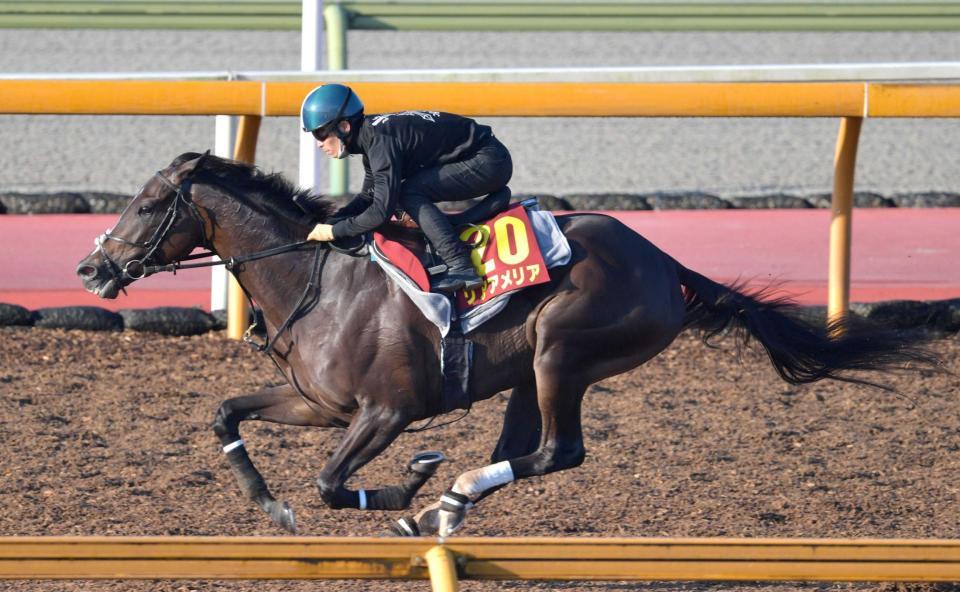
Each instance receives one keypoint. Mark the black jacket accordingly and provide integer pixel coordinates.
(395, 146)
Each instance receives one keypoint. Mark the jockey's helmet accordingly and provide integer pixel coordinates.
(328, 105)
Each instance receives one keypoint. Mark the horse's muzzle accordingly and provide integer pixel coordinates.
(98, 280)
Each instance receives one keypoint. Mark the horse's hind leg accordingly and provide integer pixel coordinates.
(279, 404)
(560, 447)
(520, 436)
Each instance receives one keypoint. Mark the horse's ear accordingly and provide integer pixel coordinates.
(185, 169)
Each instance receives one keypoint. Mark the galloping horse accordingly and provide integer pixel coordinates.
(359, 355)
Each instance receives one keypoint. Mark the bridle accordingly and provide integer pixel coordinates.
(136, 269)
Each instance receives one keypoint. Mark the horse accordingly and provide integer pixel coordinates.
(357, 354)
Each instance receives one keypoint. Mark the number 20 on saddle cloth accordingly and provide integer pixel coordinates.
(513, 250)
(506, 253)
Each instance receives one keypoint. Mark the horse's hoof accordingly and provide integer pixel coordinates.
(405, 527)
(426, 463)
(449, 522)
(283, 516)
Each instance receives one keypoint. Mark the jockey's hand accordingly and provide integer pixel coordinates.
(321, 232)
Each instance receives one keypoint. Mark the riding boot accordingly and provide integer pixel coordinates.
(461, 274)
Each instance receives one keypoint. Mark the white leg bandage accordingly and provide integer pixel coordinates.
(362, 495)
(473, 483)
(232, 446)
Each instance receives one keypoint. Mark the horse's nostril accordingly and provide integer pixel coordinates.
(86, 272)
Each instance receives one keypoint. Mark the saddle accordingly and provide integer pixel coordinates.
(404, 230)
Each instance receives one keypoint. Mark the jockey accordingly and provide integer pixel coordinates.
(411, 161)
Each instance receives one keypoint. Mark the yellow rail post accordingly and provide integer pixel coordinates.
(443, 569)
(245, 151)
(841, 222)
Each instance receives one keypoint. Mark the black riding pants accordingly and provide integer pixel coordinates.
(486, 171)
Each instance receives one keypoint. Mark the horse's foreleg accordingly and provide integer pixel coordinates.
(369, 434)
(279, 404)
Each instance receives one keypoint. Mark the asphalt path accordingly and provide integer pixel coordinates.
(898, 254)
(551, 155)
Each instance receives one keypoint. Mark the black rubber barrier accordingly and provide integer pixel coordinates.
(113, 203)
(88, 318)
(168, 320)
(938, 316)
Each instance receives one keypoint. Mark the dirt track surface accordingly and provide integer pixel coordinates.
(109, 434)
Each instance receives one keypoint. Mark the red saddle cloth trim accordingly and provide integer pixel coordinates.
(403, 259)
(520, 265)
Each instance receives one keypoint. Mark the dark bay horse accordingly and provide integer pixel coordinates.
(359, 355)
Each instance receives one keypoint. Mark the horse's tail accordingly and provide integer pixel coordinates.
(801, 350)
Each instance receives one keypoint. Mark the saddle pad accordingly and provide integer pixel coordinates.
(437, 308)
(403, 259)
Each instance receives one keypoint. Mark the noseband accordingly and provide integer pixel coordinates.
(136, 269)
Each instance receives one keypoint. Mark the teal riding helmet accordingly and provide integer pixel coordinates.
(329, 104)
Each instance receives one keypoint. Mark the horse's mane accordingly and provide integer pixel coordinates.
(271, 193)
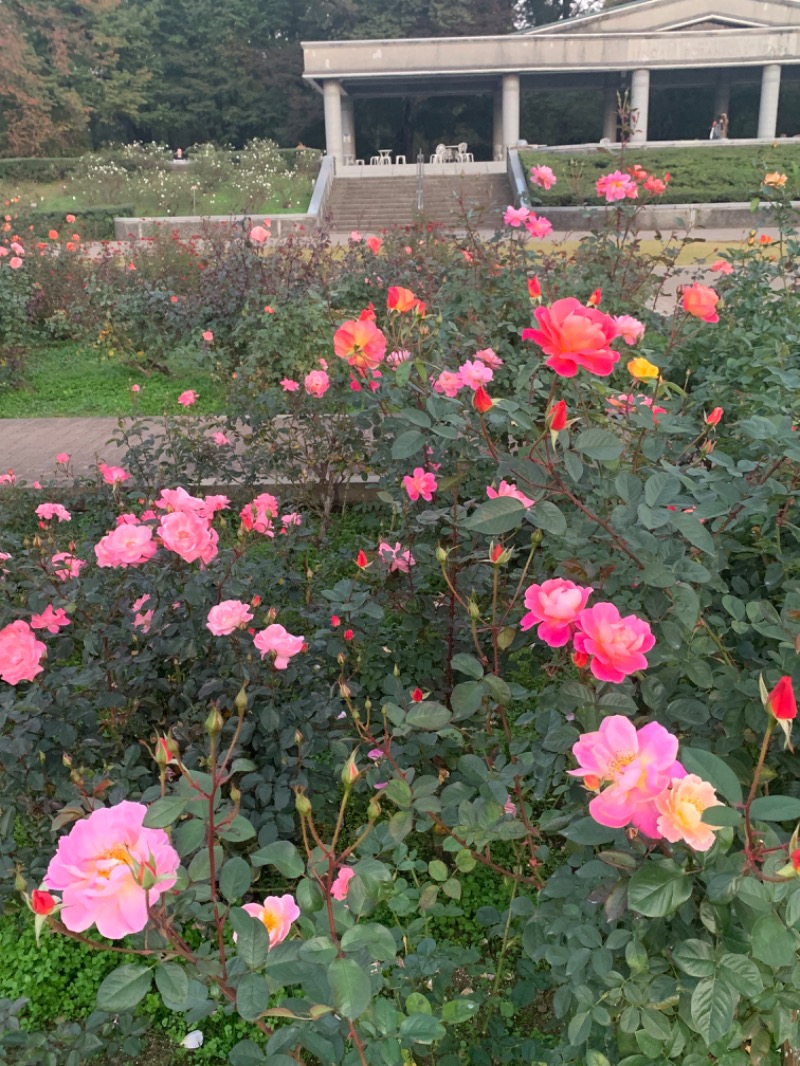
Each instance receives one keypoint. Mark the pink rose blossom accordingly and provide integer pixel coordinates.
(420, 483)
(475, 374)
(617, 645)
(448, 383)
(276, 913)
(51, 619)
(681, 809)
(395, 558)
(19, 653)
(543, 177)
(538, 226)
(555, 606)
(617, 187)
(48, 511)
(126, 546)
(188, 535)
(629, 328)
(275, 639)
(490, 357)
(109, 868)
(340, 885)
(226, 617)
(66, 565)
(509, 488)
(514, 216)
(111, 474)
(317, 383)
(635, 765)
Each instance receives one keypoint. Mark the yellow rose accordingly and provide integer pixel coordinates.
(643, 370)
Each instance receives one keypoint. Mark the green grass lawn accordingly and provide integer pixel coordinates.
(69, 380)
(703, 175)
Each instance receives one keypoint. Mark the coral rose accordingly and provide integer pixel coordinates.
(617, 645)
(20, 653)
(574, 336)
(108, 868)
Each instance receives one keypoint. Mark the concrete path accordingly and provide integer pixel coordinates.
(29, 446)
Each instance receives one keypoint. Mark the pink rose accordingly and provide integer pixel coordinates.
(509, 488)
(51, 619)
(275, 639)
(616, 645)
(276, 913)
(19, 653)
(420, 483)
(126, 546)
(317, 383)
(188, 535)
(555, 606)
(226, 617)
(341, 883)
(109, 868)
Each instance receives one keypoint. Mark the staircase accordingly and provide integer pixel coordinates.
(372, 202)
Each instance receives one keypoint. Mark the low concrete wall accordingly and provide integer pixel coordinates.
(188, 226)
(662, 216)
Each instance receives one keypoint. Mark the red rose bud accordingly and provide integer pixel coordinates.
(558, 417)
(482, 401)
(781, 701)
(43, 903)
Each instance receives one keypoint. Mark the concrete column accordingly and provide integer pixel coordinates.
(640, 103)
(770, 94)
(497, 148)
(332, 96)
(348, 126)
(510, 110)
(722, 96)
(609, 114)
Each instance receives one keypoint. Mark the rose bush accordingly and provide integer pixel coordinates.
(335, 722)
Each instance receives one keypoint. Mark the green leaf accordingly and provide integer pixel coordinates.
(500, 515)
(350, 986)
(428, 715)
(163, 812)
(124, 988)
(283, 855)
(253, 940)
(421, 1029)
(598, 445)
(713, 1004)
(467, 664)
(694, 533)
(658, 889)
(772, 943)
(710, 768)
(236, 877)
(172, 981)
(661, 488)
(252, 996)
(741, 973)
(376, 938)
(406, 445)
(776, 808)
(546, 516)
(246, 1053)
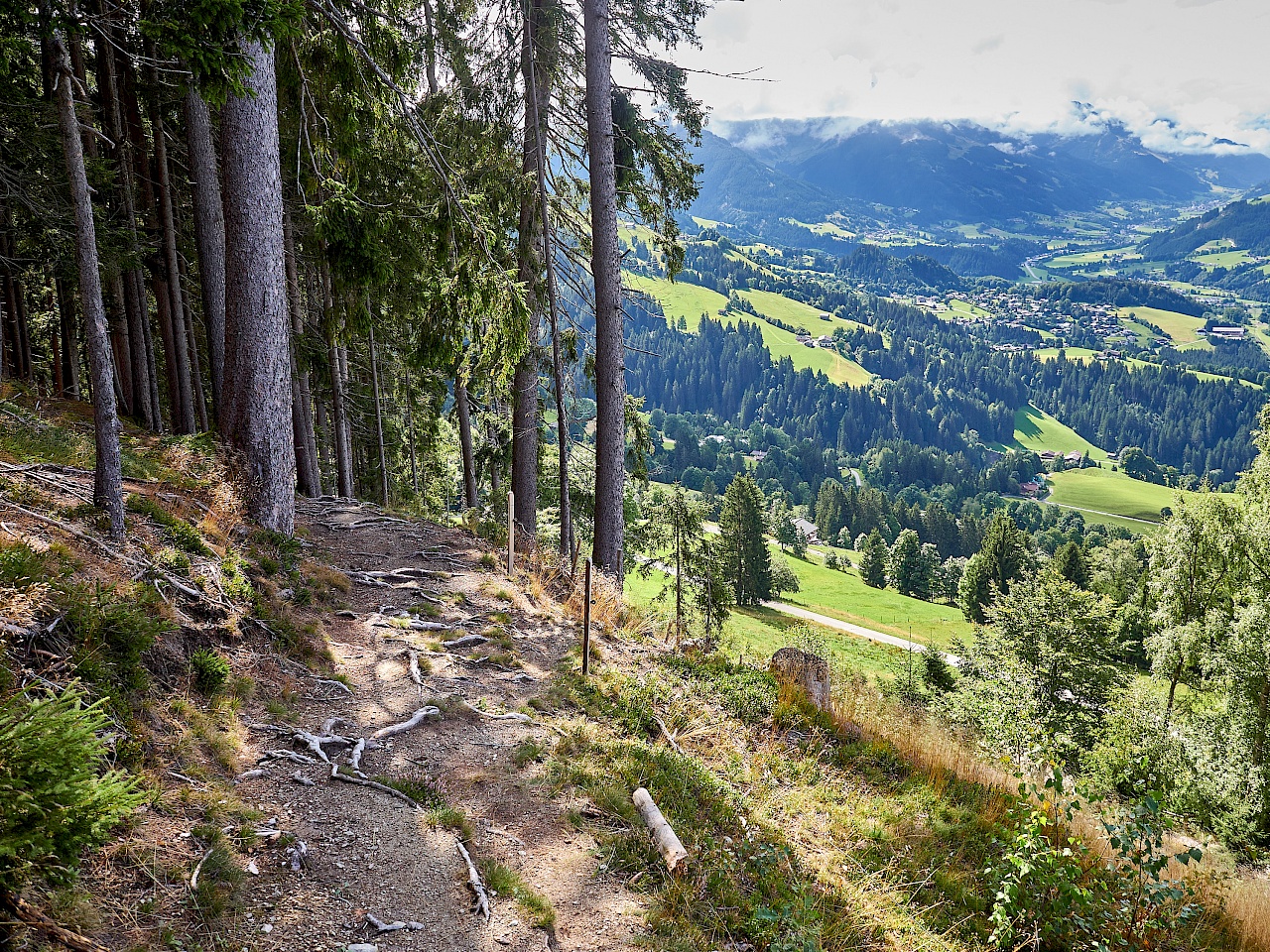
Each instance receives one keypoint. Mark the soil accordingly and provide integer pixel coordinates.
(368, 852)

▸ **Task directions**:
Every record above should be set down exactly, with the pictures left out.

▸ **Exercise solution**:
Each instance receives one keypoint. Mark the black jacket accordingly and provide integer pixel coordinates.
(395, 146)
Each instance receives one keypoint. Mark the jockey's helmet accordingly and provide integer pixel coordinates.
(328, 105)
Each instance receives one keypoint. Mark the horse's muzzle accordingly and provide integer pixel coordinates.
(98, 280)
Each instance receives one keypoint. Mark the horse's hind leg accordingly and provide integer pixel coordinates.
(279, 404)
(560, 447)
(520, 436)
Each instance receives one keypoint. Mark the horse's ear accordingly and provide integer pixel coordinates.
(185, 169)
Each instance receives one keypoint. Mark the galloping horse accordingly and provide integer pixel coordinates.
(359, 355)
Each instance receives one keypoint. Mark the bridle accordingly and provide integer pixel coordinates.
(136, 269)
Each instance receives one keypoint. Mark the horse accordingly and provide integer pixel coordinates.
(357, 354)
Each instance receives one keypoint. Mark the number 20 on saddle cloth accordingly and provide integer pixel coordinates.
(513, 250)
(506, 253)
Each instance receives one keypoint. Mark the horse's hoof accordingly and provide integer pixel coordinates.
(405, 527)
(426, 463)
(449, 522)
(283, 516)
Each instance receives one keypoint. Mark the jockey's hand accordingly and provide integer pixel coordinates.
(321, 232)
Each instance receives one keypoint. Mark the riding boot accordingly and provide integer pixel coordinates.
(461, 274)
Each instance receives one keypoint. Mark the white leg bandage accordingly and provide integer pixel coordinates.
(362, 495)
(473, 483)
(232, 446)
Each instance receives one keypoint. Mark the horse's nostril accordingly and provide integer pixel coordinates.
(86, 272)
Each instance receives one keypoint. Mark the saddle accordingly and provide integer pixel coordinates.
(404, 230)
Each instance receives one keypoint. Mark the jockey accordingly and provide integer pixel coordinates.
(411, 161)
Each instance receives one keypoint. Mark the yellow rail post accordingly and provide integer pixel coordinates.
(443, 569)
(245, 151)
(841, 222)
Each instance receives one keypoint. Mark the black riding pants accordingly and provide integer pixel coordinates.
(486, 171)
Each instance receives one keypoint. Mark the horse's foreleg accordingly and provide integer pixel coordinates.
(369, 434)
(279, 404)
Each instance receives one keypoint. Mark the asphalt path accordingly and provide integer pixel coordinates.
(898, 254)
(551, 155)
Each instance receives one keypoint. Mark the black rubber barrier accordingly and provide integer pixel coordinates.
(113, 203)
(88, 318)
(168, 320)
(938, 316)
Each instance receives one keypoint. Mark the dirt track surface accordingly and provide integer pixel coordinates.
(109, 434)
Each instance receives one keypoint. Mark the red saddle cloth trim accordingly and provide integer pixel coordinates.
(403, 259)
(520, 265)
Each instance receives one keypoint. Mark the dark bay horse accordingly and provide integer pixel coordinates.
(359, 355)
Each instance receives one keypoint. Mark the horse's tail accordingly and provide integer pixel coordinates.
(801, 350)
Each instance receives one keypoint. Mark the saddle pad accordingly and provide integer pixel coordinates.
(437, 308)
(403, 259)
Each instance receives one keypoint. Mark the noseband accordingly and provide integer pixel coordinates.
(136, 269)
Each instance receives one keypoint. Mark the teal riding helmet accordingly and provide integer pixel coordinates.
(329, 104)
Each instance receives one keypoint. Mark the horse's mane accordingly and provide integer pixel coordinates.
(271, 193)
Each instance receives one keypoint. Mark the pink rose blossom accordingly and provide integer pixel coordinates.
(420, 483)
(475, 374)
(617, 645)
(448, 383)
(276, 913)
(51, 619)
(681, 809)
(395, 558)
(19, 653)
(543, 177)
(538, 226)
(555, 606)
(617, 187)
(48, 511)
(126, 546)
(188, 535)
(629, 328)
(275, 639)
(490, 357)
(109, 868)
(340, 885)
(226, 617)
(66, 565)
(509, 488)
(514, 216)
(111, 474)
(317, 383)
(635, 765)
Each instance receives one keypoint. Mark the yellow rose accordingly and provide integer pixel coordinates.
(643, 370)
Each instance receives one keypoint. Mark the green grass lawn accordingly and provide integer pixel coordinates.
(69, 380)
(703, 175)
Each instance receives one keypoint. Mark the coral rose accordingly and provide integer pixel coordinates.
(617, 645)
(20, 653)
(574, 336)
(108, 868)
Each instance receives one keypoint. Mark the concrete path accordingly and provide integer pixel coordinates.
(29, 446)
Each instance receives one keypoint. Mark the pink rose accordingly and provide integer pixel coordinates.
(509, 488)
(51, 619)
(275, 639)
(616, 645)
(276, 913)
(19, 653)
(420, 483)
(126, 546)
(317, 383)
(188, 535)
(555, 606)
(226, 617)
(341, 883)
(109, 868)
Each instance receives one keypoint. Mark the staircase accordingly and provide integer pixel coordinates.
(372, 202)
Each instance receives one keypoint. Mark the low concrete wall accordingly and provide integer pixel coordinates.
(188, 226)
(662, 216)
Each instance receives one keypoint. Mark the red rose bud accordingly and provide integer pixel coordinates.
(558, 417)
(482, 401)
(781, 701)
(43, 903)
Each instance receives one keypoint. Mark the concrete column accordingly and provide integer pixel coordinates.
(640, 103)
(770, 94)
(497, 148)
(332, 96)
(348, 126)
(510, 110)
(722, 96)
(609, 114)
Each instance receives one keypoint. Mark the rose bush accordingly and provide integer pixel coordinates.
(335, 722)
Each instance receives one keypoint. Mark the green leaf accordingly and provide integer pixel coordinates.
(500, 515)
(350, 986)
(428, 715)
(163, 812)
(124, 988)
(283, 855)
(253, 940)
(421, 1029)
(598, 445)
(713, 1004)
(467, 664)
(694, 533)
(658, 889)
(772, 943)
(710, 768)
(236, 877)
(172, 981)
(661, 488)
(252, 996)
(741, 973)
(376, 938)
(406, 445)
(776, 808)
(546, 516)
(246, 1053)
Each instance receives one keypoint. Mark the soil accordingly and provide integer pixel coordinates.
(368, 852)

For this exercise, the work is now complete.